» DIRECTION
Rewrite the stretch of items below, from the start through the line containing "0, 141, 667, 240", renaming "deck chair" to "lounger" throughout and changing nothing else.

» RAW RECORDS

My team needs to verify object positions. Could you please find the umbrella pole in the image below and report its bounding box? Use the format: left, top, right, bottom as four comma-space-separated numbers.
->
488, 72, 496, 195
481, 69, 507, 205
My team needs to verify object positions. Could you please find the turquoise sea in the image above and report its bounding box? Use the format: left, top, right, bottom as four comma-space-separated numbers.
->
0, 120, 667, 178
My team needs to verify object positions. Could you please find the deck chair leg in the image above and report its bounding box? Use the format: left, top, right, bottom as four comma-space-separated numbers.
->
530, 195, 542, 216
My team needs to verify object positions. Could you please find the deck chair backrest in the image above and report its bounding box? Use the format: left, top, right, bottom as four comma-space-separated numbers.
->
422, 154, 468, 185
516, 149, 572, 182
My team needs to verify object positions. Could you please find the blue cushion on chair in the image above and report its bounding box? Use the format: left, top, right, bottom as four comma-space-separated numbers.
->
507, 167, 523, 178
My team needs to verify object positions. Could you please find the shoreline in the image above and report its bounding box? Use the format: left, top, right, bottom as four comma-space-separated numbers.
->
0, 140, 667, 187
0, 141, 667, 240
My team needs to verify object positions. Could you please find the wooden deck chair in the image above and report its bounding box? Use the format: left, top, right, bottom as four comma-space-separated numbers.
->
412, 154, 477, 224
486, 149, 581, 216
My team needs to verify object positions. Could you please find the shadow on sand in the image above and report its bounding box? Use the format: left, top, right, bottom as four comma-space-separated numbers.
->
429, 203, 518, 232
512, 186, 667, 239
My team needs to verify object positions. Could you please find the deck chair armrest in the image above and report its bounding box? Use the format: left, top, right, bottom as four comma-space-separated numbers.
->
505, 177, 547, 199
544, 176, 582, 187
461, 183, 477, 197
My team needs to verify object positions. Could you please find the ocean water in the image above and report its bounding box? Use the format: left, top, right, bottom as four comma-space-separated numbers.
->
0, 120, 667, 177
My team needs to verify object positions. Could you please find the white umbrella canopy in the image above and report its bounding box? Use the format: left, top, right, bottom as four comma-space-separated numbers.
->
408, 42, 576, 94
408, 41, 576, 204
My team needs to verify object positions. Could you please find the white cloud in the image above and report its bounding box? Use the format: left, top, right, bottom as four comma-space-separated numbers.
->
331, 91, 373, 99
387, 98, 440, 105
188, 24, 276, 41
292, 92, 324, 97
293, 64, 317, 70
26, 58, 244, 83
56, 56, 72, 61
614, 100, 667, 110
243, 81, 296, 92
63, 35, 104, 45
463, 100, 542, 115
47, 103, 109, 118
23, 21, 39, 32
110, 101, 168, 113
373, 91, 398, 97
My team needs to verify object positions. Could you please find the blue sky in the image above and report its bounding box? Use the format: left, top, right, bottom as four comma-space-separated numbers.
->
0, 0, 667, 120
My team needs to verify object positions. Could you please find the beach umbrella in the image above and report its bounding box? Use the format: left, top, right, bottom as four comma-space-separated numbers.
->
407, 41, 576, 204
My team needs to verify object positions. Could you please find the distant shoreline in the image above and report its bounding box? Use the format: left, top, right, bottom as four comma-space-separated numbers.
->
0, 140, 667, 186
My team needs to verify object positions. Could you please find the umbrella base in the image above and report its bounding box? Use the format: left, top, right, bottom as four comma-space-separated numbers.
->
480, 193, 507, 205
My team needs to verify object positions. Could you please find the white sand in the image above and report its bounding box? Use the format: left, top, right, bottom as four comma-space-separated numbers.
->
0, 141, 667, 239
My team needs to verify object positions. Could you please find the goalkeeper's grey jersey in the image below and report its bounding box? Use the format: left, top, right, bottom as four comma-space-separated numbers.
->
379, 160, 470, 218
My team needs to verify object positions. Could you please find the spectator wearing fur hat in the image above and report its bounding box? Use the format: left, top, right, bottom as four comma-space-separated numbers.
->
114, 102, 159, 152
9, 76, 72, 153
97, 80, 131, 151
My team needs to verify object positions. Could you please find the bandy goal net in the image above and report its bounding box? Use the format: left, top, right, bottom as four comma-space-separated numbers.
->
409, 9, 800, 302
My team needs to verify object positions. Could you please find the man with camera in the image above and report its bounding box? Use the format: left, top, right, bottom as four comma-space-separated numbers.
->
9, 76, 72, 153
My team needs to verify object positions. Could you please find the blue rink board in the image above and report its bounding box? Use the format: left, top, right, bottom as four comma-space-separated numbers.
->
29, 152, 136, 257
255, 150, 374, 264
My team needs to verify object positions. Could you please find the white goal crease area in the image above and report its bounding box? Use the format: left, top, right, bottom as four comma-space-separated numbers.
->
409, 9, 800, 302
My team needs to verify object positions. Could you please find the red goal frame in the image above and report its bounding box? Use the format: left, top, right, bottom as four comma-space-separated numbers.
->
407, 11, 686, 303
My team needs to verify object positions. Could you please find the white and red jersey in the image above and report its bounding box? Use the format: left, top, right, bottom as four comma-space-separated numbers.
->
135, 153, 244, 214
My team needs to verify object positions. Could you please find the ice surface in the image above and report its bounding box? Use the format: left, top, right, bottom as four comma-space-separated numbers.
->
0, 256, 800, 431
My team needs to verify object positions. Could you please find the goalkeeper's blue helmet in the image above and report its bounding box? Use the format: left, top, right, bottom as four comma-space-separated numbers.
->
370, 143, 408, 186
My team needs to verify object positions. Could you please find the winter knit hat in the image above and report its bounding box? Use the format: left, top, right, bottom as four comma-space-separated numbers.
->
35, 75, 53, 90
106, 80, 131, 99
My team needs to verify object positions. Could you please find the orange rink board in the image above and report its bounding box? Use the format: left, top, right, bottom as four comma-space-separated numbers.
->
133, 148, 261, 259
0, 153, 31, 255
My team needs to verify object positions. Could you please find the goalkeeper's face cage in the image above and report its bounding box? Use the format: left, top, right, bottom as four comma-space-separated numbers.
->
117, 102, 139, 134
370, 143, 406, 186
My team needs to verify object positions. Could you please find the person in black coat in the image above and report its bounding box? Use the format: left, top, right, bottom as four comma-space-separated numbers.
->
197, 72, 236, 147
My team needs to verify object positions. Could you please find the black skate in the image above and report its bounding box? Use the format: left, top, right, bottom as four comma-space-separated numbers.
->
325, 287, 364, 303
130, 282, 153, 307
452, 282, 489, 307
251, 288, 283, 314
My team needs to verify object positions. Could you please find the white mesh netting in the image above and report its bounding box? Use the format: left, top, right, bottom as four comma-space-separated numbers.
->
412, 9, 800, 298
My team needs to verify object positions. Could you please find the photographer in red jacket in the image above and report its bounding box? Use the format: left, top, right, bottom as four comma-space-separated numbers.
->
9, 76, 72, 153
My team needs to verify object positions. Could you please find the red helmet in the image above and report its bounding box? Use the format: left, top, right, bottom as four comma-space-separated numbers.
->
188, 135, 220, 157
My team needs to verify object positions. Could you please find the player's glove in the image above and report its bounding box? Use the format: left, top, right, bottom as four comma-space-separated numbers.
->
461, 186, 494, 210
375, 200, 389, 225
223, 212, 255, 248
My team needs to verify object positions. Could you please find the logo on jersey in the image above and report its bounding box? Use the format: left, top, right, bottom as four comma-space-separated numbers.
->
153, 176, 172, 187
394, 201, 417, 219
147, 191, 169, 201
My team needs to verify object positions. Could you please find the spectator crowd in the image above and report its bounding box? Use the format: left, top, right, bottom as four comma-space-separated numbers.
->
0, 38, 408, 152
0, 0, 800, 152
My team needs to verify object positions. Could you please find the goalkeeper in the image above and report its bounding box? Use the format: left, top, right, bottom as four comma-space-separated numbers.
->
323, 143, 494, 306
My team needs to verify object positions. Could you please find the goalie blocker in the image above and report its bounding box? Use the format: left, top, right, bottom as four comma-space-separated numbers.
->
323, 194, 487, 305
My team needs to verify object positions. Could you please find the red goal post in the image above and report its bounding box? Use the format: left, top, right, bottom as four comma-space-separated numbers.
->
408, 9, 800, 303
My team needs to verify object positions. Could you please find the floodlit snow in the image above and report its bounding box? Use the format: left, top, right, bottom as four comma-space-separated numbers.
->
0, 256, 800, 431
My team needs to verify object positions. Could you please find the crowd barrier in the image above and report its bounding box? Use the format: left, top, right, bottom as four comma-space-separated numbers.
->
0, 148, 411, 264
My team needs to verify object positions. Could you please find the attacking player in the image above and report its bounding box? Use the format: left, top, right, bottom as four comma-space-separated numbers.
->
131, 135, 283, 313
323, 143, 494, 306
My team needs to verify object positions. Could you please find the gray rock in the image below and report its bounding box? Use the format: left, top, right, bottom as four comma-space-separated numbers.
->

» RESPONSE
My team needs to verify object positions. Could you please find the umbrella pole in the image below and report its bounding box? Use the format: left, top, right, bottom as four comma-space-separated numbers.
->
488, 72, 496, 195
481, 69, 507, 205
My team needs to verify object positions. Could you please find the turquoise sea in the image above and report its bounding box? Use the format: left, top, right, bottom as four comma-space-separated numbers.
->
0, 120, 667, 178
My team needs to verify object positions. Could you please find the lounger leg in the image above and report its bounding box? Use the format: left, top, right, bottom as four comma-space-separated numbers.
->
530, 195, 542, 216
My team needs to verify object positions. Could you please find the lounger backrest in the image above and report its bounding box? Use the format: left, top, right, bottom as four comma-space-separated numbers.
->
422, 154, 468, 185
516, 149, 572, 182
My team needs to verify object positions. Could you please find the blue cushion on chair in the image above and report its bounding box? Use the format: left, top, right, bottom as four comma-space-separated numbers.
->
507, 167, 523, 178
My team needs to verify object positions. Could you please find the shoreline in the image above and report its bounding box? Use the format: left, top, right, bottom as four comma-space-separated numbers.
->
0, 140, 667, 187
0, 141, 667, 240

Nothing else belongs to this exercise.